WRITTEN PROBLEM:
Gather every line in the rows below that contains the word "truck", copying each one unchanged.

RECORDS SHOWN:
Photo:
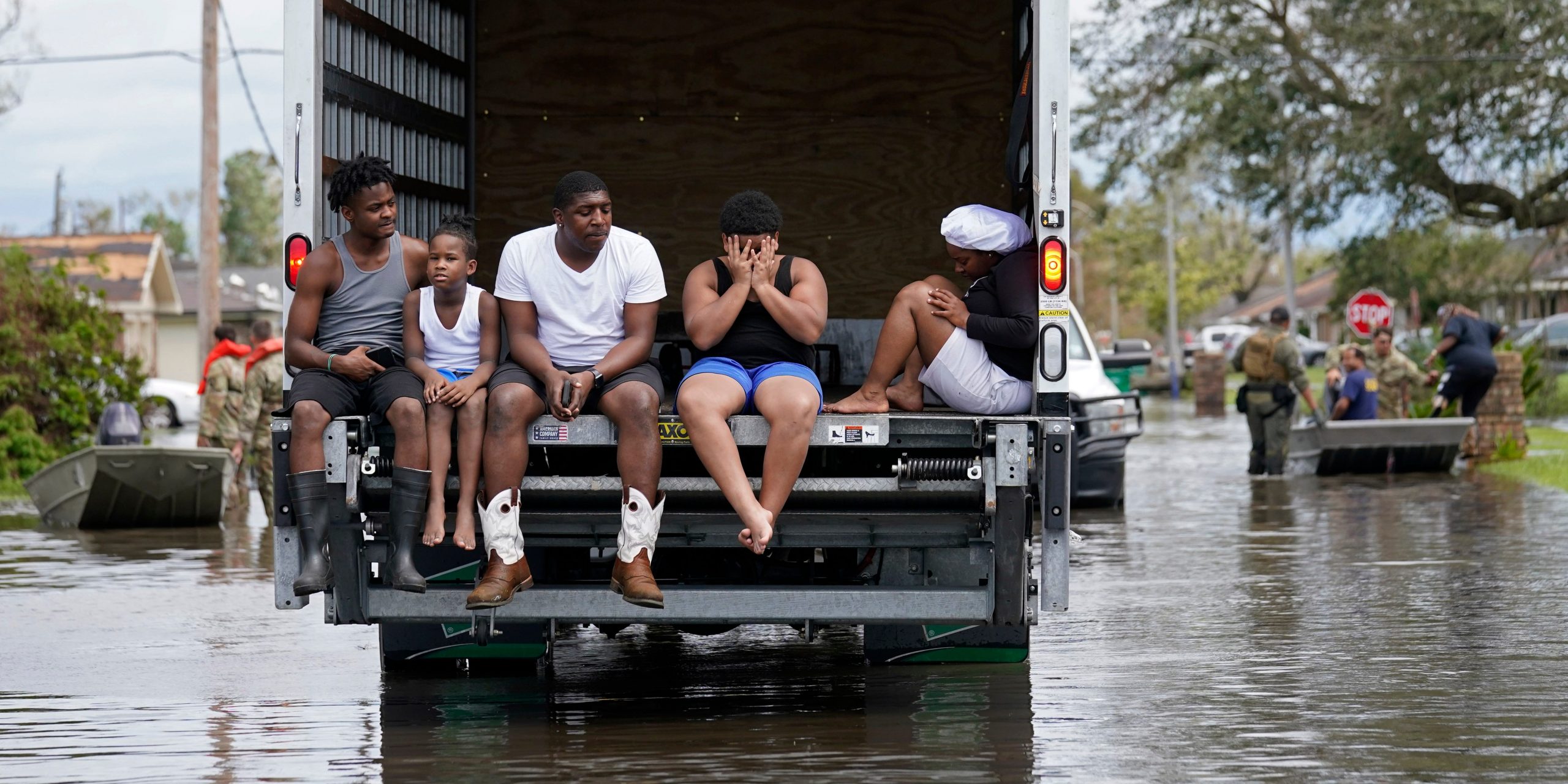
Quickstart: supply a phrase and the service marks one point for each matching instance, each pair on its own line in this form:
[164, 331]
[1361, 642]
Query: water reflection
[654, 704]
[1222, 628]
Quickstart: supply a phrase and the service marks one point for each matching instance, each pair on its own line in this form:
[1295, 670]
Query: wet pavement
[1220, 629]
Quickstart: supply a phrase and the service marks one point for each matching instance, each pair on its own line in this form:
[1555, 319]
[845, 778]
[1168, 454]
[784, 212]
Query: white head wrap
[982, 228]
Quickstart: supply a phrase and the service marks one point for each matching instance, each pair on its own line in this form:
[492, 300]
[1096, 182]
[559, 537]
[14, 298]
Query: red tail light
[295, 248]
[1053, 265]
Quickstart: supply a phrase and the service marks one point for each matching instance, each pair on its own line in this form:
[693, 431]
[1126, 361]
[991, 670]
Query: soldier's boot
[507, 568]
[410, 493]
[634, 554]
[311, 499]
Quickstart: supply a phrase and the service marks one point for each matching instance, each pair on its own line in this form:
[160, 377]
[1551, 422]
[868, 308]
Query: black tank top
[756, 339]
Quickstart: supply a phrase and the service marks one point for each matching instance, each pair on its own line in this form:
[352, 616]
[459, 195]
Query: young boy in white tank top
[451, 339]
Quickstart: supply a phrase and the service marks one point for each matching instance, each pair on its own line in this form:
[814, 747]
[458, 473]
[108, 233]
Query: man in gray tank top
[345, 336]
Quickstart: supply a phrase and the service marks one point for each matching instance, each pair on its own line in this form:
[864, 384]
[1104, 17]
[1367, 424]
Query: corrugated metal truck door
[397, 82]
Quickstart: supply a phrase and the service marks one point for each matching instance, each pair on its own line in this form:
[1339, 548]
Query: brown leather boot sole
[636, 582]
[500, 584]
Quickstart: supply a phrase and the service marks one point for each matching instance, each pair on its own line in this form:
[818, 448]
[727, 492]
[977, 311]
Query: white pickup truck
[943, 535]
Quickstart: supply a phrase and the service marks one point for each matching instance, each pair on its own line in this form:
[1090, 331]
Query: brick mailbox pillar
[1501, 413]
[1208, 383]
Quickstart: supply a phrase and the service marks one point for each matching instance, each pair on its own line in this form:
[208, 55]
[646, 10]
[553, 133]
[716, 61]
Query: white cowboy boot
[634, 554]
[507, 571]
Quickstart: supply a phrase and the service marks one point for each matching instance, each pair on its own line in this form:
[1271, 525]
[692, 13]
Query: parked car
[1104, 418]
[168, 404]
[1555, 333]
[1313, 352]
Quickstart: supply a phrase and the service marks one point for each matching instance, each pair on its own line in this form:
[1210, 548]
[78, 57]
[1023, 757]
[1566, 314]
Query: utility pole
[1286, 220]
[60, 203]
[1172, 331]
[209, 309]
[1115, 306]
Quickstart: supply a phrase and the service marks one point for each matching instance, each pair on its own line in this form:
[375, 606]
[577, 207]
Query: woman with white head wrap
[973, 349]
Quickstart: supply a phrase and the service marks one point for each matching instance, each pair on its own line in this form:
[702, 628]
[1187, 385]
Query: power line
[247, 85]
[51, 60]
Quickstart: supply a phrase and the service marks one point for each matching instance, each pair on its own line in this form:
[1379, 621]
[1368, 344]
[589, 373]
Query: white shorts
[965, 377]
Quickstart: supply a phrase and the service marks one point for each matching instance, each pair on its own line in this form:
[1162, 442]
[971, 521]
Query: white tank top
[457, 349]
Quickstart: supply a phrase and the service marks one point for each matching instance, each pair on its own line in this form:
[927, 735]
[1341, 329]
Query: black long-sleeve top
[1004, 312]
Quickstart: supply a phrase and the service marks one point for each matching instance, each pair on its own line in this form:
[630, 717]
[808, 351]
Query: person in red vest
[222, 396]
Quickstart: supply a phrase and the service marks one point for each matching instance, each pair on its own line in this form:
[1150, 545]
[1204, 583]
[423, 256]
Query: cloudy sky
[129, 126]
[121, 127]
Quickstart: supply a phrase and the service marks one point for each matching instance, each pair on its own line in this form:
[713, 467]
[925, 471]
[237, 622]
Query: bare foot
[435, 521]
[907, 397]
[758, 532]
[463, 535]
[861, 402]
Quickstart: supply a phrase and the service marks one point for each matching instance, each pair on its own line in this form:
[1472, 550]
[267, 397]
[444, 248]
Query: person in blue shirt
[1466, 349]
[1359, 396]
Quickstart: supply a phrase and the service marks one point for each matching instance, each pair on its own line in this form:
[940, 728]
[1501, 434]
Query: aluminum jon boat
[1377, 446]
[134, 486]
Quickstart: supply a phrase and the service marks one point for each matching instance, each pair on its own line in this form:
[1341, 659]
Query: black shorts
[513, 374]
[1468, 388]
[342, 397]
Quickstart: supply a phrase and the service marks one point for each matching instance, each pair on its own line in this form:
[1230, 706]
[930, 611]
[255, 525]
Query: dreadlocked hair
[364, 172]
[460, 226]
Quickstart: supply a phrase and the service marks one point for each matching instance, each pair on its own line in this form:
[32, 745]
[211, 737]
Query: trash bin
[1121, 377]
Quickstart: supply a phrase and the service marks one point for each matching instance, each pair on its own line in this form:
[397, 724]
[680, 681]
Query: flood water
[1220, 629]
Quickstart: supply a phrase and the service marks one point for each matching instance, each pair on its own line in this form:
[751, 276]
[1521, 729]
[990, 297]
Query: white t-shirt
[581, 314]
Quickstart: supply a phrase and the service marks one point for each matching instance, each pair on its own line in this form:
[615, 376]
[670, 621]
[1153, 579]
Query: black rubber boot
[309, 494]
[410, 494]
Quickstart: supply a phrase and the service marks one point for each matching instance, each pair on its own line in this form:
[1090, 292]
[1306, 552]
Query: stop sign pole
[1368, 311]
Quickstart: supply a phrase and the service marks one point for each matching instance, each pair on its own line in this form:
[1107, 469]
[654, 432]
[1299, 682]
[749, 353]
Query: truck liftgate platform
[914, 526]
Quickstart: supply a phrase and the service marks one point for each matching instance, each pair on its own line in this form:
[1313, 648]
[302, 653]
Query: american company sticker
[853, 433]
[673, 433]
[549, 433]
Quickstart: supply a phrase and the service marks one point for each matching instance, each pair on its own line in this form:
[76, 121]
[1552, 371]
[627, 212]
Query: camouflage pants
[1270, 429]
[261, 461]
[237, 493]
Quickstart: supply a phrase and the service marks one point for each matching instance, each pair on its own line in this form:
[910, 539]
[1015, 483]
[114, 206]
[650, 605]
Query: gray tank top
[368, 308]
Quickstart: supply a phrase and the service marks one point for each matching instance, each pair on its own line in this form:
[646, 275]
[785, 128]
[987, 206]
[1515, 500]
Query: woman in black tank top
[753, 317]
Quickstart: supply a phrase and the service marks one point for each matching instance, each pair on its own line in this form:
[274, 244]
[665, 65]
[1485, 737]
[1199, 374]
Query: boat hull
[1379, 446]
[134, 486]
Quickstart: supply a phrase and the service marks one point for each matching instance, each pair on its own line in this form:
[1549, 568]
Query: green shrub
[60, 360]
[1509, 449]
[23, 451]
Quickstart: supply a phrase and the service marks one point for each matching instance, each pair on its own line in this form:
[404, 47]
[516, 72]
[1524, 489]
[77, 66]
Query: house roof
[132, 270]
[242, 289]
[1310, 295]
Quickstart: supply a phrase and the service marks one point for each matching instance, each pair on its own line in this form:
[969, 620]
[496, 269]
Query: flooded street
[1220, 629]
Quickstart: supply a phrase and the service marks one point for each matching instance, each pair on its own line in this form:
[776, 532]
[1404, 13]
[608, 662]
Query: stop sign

EXPECTED ANSWER:
Query: corrugated metal truck door
Query: white pickup truck
Query: truck liftgate platform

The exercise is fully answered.